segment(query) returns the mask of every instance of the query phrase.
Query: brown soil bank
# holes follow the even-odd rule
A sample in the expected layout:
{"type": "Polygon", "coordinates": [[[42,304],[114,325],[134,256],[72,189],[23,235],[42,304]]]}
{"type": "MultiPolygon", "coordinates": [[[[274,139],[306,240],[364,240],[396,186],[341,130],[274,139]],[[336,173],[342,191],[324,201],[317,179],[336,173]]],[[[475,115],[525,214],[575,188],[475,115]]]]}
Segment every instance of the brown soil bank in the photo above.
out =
____________
● Do this: Repeat the records above line by line, without altering any character.

● The reply:
segment(query) returns the mask of every instance of the query phrase.
Query: brown soil bank
# holes follow the even-odd rule
A sample in the expected layout:
{"type": "Polygon", "coordinates": [[[42,304],[114,325],[134,256],[72,189],[23,235],[42,304]]]}
{"type": "MultiPolygon", "coordinates": [[[[274,139],[306,240],[364,240],[396,186],[341,130],[274,139]],[[336,173],[342,191],[324,201],[317,179],[336,173]]],[[[475,115],[525,214],[575,188],[475,115]]]]}
Segment every instance of the brown soil bank in the photo above.
out =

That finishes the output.